DIRECTIONS: Write out each line from the data below that includes the word "bark".
──────
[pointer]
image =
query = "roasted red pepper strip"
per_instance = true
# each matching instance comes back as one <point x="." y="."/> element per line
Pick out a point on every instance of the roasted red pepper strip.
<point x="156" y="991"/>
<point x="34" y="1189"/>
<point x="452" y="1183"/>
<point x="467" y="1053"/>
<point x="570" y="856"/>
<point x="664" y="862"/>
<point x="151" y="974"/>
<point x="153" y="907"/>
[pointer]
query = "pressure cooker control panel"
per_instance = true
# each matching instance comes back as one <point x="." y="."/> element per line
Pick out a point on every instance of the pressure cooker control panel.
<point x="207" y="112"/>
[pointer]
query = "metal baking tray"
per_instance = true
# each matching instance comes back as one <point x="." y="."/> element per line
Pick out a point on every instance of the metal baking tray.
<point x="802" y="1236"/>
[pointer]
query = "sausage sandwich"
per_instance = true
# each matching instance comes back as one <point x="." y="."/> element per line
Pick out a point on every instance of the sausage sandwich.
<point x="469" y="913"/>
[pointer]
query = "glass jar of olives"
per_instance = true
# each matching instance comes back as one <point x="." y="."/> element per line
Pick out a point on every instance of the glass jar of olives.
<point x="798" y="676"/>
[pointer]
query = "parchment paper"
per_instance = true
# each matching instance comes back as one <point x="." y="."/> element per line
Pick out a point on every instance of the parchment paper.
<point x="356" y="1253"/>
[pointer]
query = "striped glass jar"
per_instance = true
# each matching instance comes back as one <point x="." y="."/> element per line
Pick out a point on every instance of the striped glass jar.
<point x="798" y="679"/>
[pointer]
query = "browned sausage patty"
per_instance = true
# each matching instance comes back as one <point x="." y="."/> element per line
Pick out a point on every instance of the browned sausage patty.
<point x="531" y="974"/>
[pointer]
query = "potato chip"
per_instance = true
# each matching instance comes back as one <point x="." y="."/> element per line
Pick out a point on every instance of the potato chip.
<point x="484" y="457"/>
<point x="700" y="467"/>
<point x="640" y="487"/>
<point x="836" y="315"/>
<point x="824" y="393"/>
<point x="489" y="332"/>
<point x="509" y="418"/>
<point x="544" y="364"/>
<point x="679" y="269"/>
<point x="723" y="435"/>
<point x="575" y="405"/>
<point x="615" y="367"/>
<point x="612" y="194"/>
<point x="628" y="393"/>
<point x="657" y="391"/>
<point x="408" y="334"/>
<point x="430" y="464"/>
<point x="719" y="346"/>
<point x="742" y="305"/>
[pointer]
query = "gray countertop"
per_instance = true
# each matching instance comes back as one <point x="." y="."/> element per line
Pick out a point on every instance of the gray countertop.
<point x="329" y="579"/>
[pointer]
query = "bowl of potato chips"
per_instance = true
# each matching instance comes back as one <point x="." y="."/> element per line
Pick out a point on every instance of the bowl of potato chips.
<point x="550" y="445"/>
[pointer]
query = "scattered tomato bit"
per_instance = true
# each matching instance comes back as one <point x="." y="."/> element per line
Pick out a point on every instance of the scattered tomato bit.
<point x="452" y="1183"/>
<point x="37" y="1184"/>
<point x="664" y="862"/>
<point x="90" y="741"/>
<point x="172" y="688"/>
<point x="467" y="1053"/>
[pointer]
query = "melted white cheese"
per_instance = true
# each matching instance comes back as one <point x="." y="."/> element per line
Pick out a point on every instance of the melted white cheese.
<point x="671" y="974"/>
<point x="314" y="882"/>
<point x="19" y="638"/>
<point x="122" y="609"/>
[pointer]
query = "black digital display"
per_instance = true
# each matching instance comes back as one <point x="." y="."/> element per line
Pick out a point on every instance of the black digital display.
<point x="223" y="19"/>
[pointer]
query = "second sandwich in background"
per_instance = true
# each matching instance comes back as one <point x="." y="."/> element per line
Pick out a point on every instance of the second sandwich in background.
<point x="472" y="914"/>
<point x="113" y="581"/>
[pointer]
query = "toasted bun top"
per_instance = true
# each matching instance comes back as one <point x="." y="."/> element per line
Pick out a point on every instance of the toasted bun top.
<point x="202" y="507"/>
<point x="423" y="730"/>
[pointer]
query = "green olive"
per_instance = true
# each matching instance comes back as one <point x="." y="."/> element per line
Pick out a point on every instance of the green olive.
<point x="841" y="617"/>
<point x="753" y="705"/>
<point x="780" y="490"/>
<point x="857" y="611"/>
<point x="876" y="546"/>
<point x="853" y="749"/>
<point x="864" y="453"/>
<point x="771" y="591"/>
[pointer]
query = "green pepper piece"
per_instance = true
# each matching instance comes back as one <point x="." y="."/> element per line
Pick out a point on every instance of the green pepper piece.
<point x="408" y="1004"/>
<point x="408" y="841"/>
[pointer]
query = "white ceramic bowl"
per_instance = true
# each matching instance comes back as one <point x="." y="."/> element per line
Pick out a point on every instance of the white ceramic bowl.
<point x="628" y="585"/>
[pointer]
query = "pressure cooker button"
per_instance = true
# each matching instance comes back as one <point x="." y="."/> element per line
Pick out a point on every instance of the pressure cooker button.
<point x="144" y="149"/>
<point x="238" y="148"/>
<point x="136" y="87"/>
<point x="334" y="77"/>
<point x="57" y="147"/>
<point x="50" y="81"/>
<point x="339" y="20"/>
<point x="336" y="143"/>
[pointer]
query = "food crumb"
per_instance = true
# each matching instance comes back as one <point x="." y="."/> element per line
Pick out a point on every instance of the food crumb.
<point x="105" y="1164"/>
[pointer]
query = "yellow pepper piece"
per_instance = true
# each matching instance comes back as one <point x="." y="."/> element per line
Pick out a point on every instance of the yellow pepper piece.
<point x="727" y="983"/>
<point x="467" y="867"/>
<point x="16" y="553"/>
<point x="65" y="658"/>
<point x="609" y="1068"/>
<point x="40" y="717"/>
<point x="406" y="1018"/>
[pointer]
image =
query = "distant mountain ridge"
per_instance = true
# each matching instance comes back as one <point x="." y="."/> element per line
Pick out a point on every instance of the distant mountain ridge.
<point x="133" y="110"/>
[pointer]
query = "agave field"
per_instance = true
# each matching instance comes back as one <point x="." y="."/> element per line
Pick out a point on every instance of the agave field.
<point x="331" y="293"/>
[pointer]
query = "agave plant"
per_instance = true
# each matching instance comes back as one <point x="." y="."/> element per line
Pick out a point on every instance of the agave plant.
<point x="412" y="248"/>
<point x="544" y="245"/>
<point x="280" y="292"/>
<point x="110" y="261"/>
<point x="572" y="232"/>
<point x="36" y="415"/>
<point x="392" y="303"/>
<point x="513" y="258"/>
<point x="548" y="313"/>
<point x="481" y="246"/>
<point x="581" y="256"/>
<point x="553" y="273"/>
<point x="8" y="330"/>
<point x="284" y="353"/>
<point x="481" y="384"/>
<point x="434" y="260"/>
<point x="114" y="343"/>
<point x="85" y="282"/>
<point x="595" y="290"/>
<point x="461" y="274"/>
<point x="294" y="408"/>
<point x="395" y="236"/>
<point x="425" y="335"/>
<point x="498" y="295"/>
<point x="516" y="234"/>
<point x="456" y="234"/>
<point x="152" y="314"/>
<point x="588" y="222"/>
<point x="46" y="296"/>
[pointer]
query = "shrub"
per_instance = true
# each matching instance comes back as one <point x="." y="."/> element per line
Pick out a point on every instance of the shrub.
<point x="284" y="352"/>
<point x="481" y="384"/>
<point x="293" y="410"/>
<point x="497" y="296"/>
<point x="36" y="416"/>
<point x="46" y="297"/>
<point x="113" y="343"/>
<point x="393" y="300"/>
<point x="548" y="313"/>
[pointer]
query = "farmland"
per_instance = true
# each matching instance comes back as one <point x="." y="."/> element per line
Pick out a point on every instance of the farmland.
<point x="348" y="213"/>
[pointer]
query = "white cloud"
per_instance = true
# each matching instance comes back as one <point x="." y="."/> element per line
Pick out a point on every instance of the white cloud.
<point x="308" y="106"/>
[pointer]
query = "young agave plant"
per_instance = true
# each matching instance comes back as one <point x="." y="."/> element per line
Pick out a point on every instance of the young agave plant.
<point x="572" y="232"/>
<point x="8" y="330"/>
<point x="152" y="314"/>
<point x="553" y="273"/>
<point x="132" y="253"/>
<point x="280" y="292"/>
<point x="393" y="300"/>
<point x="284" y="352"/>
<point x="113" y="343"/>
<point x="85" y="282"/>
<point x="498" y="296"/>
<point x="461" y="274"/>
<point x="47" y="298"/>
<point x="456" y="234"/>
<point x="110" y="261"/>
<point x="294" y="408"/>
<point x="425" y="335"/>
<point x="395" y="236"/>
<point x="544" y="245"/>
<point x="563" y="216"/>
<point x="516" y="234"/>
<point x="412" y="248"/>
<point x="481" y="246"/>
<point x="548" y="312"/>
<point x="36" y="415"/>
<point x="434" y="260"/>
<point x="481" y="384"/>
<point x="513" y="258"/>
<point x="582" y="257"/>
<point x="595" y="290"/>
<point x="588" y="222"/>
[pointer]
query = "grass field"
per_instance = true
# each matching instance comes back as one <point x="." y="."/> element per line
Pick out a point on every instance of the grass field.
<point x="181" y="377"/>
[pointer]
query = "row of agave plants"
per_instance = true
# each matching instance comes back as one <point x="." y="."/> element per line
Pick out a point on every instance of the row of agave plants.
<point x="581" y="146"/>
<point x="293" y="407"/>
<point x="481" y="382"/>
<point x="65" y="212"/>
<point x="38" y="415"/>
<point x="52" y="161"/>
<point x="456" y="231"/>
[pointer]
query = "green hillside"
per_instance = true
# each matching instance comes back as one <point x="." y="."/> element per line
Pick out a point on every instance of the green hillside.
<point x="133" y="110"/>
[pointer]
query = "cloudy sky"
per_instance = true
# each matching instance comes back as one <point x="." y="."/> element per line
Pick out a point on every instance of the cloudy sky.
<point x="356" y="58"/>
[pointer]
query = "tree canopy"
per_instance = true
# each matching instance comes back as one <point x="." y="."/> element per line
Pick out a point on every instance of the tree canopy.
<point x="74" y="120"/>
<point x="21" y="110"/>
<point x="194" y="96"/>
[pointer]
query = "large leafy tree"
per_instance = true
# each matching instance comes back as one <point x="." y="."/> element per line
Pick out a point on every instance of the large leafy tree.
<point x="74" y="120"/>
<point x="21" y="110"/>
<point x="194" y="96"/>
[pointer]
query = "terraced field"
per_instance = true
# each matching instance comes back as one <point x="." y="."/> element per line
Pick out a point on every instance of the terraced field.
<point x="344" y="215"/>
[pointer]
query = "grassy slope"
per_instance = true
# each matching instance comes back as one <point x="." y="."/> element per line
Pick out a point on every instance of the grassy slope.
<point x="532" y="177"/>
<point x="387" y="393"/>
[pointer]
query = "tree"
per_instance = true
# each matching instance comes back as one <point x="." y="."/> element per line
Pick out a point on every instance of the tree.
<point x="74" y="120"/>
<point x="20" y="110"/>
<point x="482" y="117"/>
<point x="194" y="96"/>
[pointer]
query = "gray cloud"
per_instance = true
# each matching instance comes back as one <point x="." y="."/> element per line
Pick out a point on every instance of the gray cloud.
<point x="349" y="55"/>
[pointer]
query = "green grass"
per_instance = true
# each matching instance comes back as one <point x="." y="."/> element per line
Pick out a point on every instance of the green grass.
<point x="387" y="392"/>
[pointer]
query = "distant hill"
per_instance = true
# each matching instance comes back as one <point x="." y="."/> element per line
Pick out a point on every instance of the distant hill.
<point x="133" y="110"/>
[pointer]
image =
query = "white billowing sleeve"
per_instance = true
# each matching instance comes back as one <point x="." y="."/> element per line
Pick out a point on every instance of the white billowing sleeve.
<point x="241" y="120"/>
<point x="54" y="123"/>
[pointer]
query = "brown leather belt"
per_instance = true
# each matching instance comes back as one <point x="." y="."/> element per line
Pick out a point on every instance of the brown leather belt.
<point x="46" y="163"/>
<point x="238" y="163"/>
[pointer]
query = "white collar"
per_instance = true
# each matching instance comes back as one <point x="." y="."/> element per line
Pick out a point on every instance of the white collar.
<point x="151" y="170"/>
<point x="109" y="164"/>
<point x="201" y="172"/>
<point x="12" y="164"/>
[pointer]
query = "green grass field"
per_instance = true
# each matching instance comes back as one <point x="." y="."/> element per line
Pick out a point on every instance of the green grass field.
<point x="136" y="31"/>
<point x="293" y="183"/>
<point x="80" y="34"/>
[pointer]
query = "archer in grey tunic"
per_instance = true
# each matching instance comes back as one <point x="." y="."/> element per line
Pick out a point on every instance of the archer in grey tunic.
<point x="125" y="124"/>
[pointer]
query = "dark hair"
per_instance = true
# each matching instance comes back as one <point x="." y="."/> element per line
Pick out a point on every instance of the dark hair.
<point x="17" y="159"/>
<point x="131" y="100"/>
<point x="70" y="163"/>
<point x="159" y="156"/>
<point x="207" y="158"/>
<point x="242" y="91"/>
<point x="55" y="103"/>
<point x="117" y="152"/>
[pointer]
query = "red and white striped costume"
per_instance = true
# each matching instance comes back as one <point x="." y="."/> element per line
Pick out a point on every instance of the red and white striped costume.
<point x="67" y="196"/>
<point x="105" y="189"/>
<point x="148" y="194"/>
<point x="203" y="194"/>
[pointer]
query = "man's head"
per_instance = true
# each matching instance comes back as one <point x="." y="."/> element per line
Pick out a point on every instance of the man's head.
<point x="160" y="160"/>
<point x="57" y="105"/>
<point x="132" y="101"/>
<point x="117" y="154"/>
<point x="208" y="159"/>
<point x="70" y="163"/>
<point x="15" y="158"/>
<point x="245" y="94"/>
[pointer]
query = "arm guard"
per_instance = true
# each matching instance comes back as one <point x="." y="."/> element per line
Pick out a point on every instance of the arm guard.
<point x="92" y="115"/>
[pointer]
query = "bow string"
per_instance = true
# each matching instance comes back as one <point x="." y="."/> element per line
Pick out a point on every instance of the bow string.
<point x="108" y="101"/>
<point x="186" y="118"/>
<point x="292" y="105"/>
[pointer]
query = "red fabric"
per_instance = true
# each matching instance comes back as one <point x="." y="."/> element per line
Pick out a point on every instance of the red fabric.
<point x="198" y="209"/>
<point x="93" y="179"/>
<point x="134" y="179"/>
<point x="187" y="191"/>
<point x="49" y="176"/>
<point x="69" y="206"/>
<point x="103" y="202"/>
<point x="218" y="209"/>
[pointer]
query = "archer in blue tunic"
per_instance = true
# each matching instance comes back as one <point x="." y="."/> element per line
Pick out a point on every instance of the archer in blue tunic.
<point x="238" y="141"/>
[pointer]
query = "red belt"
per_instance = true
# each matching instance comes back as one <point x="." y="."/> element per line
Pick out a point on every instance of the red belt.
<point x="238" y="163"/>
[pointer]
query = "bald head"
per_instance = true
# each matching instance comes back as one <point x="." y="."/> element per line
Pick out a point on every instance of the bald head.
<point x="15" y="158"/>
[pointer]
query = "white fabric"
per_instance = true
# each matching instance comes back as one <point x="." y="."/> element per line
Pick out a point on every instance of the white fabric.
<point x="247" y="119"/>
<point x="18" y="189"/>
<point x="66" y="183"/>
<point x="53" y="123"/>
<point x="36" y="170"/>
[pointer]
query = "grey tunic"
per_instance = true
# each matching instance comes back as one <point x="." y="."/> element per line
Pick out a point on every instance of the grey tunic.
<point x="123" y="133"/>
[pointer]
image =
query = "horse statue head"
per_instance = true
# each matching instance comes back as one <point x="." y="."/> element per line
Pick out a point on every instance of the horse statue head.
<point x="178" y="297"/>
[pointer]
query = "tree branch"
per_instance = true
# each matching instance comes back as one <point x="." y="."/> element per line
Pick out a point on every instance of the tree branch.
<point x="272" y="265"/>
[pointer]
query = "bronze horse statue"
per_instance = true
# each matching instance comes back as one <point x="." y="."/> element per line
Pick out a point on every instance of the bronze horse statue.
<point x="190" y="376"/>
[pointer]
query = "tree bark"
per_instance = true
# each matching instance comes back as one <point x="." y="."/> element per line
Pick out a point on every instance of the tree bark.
──────
SOLUTION FOR THIS EXERCISE:
query = "tree bark"
Pick out a point on every instance of the tree bark.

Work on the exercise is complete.